◆ **Brano di lettura**

Abruzzo: terra di vini straordinari tra monti, mare e colline

Con 34mila ettari di superficie vitata e una produzione annua di 3,4 milioni di ettolitri, la produzione vinicola traina l’agricoltura regionale. Accanto ai grandi classici, stanno emergendo i vitigni “minori”

09 maggio 2022 | 10:16
di Vincenzo D’Antonio

Reminiscenze tramandate della cosiddetta geografia politica, da porre in simbiosi con la cosiddetta geografia fisica, riportano alla memoria la declinazione al plurale di questa regione fatata: Abruzzi, ben prima che Abruzzo, e, in giunzione ad esso, il Molise. Sì, fino agli anni ‘60 dello scorso secolo... Abruzzi, al plurale. E questa reminiscenza molto ci aiuta. Una componente montuosa, le più alte vette dell’Appennino (Gran Sasso e Majella), la fatica dei pastori, il fenomeno della transumanza, le pagine imperdibili di Ignazio Silone. Un’ampia fascia collinare che avvicinandosi all’Adriatico diviene costiera, atta al turismo estivo; natura prodiga, con la suggestiva presenza dei trabocchi ed una ferrovia che lambiva la riva del mare. La poesia e la poetica prosa di Gabriele D’Annunzio. Breve la distanza che separa i rilievi montuosi dal mare: qualche decina di chilometri, all’incirca mezz’ora di auto.

 

Vino protagonista dell’attività agricola

Per la lettura vitivinicola di un territorio così composito partiamo da pochi dati, i più significativi, ben consapevoli che la concentrazione vitivinicola è nella fascia collinare, in particolar modo nel teatino, dove insiste l’83% del territorio vitato. Con 34mila ettari di superficie vitata e una produzione annua di 3,4 milioni di ettolitri, la vitivinicoltura anche in questo corrente anno 2022 è il comparto più importante nell’ambito della produzione agricola regionale. La produzione di vini a denominazione di origine va oltre il milione di ettolitri, così suddivisi: oltre 800mila hl di Montepulciano d’Abruzzo, oltre 120mila hl di Trebbiano d’Abruzzo, circa 67mila hl per la Doc Cerasuolo d’Abruzzo, il rosato dell’Abruzzo.

◆ **Cosa fare**
Ripeti parola per parola il passo del brano sui vini d'Abruzzo che comincia con "Vino protagonista dell’attività" e prosegue fino a "il rosato dell’Abruzzo.".

◆ **Materiale fornito**
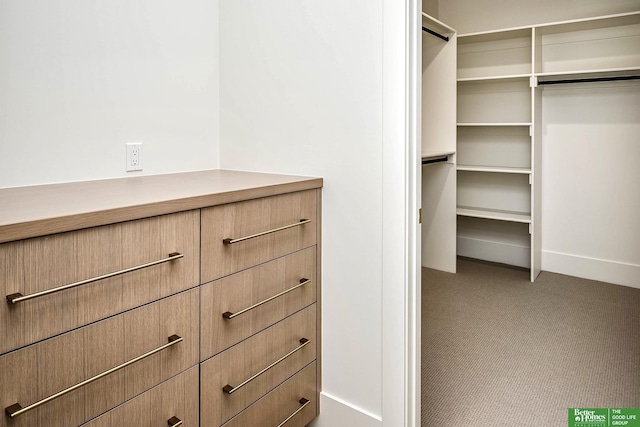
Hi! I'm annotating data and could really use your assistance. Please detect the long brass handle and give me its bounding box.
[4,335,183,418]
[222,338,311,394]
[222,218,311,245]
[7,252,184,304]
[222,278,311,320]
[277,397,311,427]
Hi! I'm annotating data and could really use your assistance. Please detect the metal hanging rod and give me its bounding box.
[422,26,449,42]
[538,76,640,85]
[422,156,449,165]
--
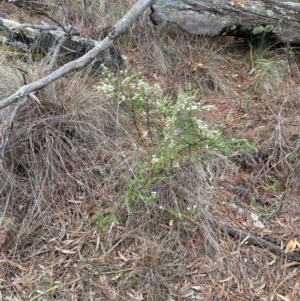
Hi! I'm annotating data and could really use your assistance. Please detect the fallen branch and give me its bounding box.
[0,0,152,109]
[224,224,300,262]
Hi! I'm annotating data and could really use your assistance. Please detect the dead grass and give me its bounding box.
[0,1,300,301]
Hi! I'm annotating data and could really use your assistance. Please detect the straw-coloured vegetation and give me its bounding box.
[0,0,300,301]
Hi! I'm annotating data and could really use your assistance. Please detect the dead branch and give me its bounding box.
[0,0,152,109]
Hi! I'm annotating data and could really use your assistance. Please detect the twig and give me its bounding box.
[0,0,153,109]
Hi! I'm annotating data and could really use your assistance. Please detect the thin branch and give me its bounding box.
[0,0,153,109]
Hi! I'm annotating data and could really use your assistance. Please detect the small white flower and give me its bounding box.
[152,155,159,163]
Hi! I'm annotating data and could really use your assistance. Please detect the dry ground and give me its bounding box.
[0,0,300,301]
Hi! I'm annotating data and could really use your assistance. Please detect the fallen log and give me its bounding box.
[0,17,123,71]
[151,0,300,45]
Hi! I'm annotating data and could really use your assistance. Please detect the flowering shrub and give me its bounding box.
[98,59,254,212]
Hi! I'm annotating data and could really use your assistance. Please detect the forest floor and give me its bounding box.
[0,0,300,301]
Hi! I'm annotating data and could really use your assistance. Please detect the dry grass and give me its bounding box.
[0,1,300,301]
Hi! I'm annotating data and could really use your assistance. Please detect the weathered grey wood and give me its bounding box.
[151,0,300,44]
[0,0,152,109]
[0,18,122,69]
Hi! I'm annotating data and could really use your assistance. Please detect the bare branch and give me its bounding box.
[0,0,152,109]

◆ **Risposta**
Vino protagonista dell’attività agricola

Per la lettura vitivinicola di un territorio così composito partiamo da pochi dati, i più significativi, ben consapevoli che la concentrazione vitivinicola è nella fascia collinare, in particolar modo nel teatino, dove insiste l’83% del territorio vitato. Con 34mila ettari di superficie vitata e una produzione annua di 3,4 milioni di ettolitri, la vitivinicoltura anche in questo corrente anno 2022 è il comparto più importante nell’ambito della produzione agricola regionale. La produzione di vini a denominazione di origine va oltre il milione di ettolitri, così suddivisi: oltre 800mila hl di Montepulciano d’Abruzzo, oltre 120mila hl di Trebbiano d’Abruzzo, circa 67mila hl per la Doc Cerasuolo d’Abruzzo, il rosato dell’Abruzzo.